SELECTION.
'''

Hey Guys
I'm sitting here and hear POPgasm at the 20th time. But I'm sick. I've got an hardcore-headache. And because of this, is my day not very ''sunny''. I need a sunny day and holiday again. I had one year no holidays! But in summer I go to finland. I'm really happy to stay one week in my favourite country. I hope that I could relax there a little bit. In switzerland it's a little bit to busy for me. And I'm a student somewhere in the middle of nowhere. I'm in a school faraway from my home and my family. When I go into my holidays, I could see them longer then just for one or two days. Because then I've got seven weeks free!
In my school I have music. That's totally cool. I make an recidal about Johan Christian Julius Sibelius. I love his music. Two years ago I were in a Finlandiaconcert. It was wunderful! I now I'm a ''Spiesser''. But for me is classic music very important. Cause when I was younger I played the violine. My teacher said that I'm a musicgenius. Today I'm playing a little bit guitarre... I'm the worst guitarre player in these univers;) No, it's sounds sometimes really cool. But only sometimes. I'd like to play some one in a band. Because I'm writing some timmes very good songs. I'm writing ''Schlager''. German Schlager. But sometimes I'm writing also lovesongs.
Hey my darling
look at me
you and me
could be so free
Hey come on...
This was the beginning of my famoust song. More than ten people now it. I knew some one a freak. Than I sang my song. And after that he called me sometimes with darling. But it's more than a year ago. But at that time he and a friend of him made the notes with my melody. It was an amazing day. Cause some guys have seen my talent. That's really cool.

'''

TO-DO LIST.
**A)** Could you update the post about Finland and music by giving everything from "This was the" down to "That's really cool." again, with "melody" replaced by "tune"?
**B)** Can you write what comes after the last sentence of the post about Finland and music?

EXTRACTED INFORMATION.
'''

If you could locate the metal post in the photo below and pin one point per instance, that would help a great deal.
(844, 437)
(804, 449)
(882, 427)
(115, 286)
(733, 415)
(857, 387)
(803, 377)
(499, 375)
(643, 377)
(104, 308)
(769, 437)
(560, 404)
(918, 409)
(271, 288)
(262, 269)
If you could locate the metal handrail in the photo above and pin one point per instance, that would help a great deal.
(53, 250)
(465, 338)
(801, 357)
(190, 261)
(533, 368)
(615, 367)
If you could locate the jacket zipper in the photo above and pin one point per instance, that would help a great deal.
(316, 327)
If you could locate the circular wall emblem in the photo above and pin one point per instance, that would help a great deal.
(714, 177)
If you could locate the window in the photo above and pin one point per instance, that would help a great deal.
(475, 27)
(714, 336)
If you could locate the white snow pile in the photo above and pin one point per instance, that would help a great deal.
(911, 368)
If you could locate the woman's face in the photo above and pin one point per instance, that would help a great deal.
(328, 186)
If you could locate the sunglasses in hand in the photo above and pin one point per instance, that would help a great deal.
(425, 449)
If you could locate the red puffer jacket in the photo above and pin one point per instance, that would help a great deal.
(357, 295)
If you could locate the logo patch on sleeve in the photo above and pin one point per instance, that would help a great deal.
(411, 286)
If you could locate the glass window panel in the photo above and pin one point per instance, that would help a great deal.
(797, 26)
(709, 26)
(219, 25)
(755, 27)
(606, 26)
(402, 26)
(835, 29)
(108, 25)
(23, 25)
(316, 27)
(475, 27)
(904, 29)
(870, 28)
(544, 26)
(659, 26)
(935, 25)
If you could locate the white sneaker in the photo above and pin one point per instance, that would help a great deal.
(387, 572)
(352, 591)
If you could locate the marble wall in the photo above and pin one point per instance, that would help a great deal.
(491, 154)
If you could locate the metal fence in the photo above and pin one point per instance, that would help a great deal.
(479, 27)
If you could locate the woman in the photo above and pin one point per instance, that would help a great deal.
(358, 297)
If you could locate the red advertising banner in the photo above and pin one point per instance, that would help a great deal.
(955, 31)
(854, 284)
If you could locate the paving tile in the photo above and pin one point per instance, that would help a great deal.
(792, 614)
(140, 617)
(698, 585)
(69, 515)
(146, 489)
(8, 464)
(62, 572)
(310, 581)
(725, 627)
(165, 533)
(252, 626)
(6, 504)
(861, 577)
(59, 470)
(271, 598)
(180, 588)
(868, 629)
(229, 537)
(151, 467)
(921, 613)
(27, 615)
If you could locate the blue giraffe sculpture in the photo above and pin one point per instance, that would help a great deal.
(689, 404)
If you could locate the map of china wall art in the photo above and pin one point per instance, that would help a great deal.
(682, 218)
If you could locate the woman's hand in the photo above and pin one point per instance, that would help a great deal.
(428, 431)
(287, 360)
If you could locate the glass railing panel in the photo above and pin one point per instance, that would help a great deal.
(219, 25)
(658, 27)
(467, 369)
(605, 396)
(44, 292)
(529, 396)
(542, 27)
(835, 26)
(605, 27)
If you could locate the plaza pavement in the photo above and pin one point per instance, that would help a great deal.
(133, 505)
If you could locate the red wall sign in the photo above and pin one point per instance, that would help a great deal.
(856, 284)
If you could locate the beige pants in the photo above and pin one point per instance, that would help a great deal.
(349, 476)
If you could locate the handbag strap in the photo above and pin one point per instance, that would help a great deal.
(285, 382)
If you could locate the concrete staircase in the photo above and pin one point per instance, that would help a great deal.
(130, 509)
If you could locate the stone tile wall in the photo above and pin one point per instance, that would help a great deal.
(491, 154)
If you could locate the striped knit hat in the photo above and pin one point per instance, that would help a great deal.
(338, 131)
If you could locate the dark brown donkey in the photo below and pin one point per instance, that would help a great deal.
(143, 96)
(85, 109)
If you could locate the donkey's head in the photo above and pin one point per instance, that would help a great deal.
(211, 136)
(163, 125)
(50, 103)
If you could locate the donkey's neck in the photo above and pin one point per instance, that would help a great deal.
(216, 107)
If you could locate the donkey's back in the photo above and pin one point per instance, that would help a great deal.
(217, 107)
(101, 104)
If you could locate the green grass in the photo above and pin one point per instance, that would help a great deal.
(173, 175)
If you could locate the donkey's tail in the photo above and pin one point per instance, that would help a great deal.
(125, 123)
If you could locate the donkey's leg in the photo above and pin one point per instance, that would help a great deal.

'''

RESPONSES BY TASK.
**A)**
This was the beginning of my famoust song. More than ten people now it. I knew some one a freak. Than I sang my song. And after that he called me sometimes with darling. But it's more than a year ago. But at that time he and a friend of him made the notes with my tune. It was an amazing day. Cause some guys have seen my talent. That's really cool.

**B)**
Today I'd like to play guitarre. But I forgot it at home. In the Ghetto. I could write an song about my town.
Somewere, somewere in the Ghetto
there are dreams
sweet dreams
dreams of freedom and happiness
but there is no hope
there is just an black wall
in my hardcore ghetto
in the ghetto is no hope...
This could be me One-Hit-Wonder-Reason. No, it's just to sing it at the trainstation and earn some money. It's not to hear and think that it could be good. It's worse.
But always when I'm sad I think at my ''Happy-maker''-song.
Das Leben ist wunder, wunder, wunderschön
Das Leben ist wunder, wunder, wunderschön
usw.
You've got to sing it so many times, till you feel happy. When I sing it I'm getting happy;) I know it.
Cause I've got depressions. But when I hear sunny day or some other amazing songs from Sunrise Avenue I feel just happy. At a very hard day for me, I try to kill me. But then I've heard ''Sunny Day''. I've done nothing to myself and I felt happy. Cause I reliced, that everybody got bad days. And it's just nature. Like the sunny days:)
So I hope you're not to tired from reading;) Wish you all a sunny day...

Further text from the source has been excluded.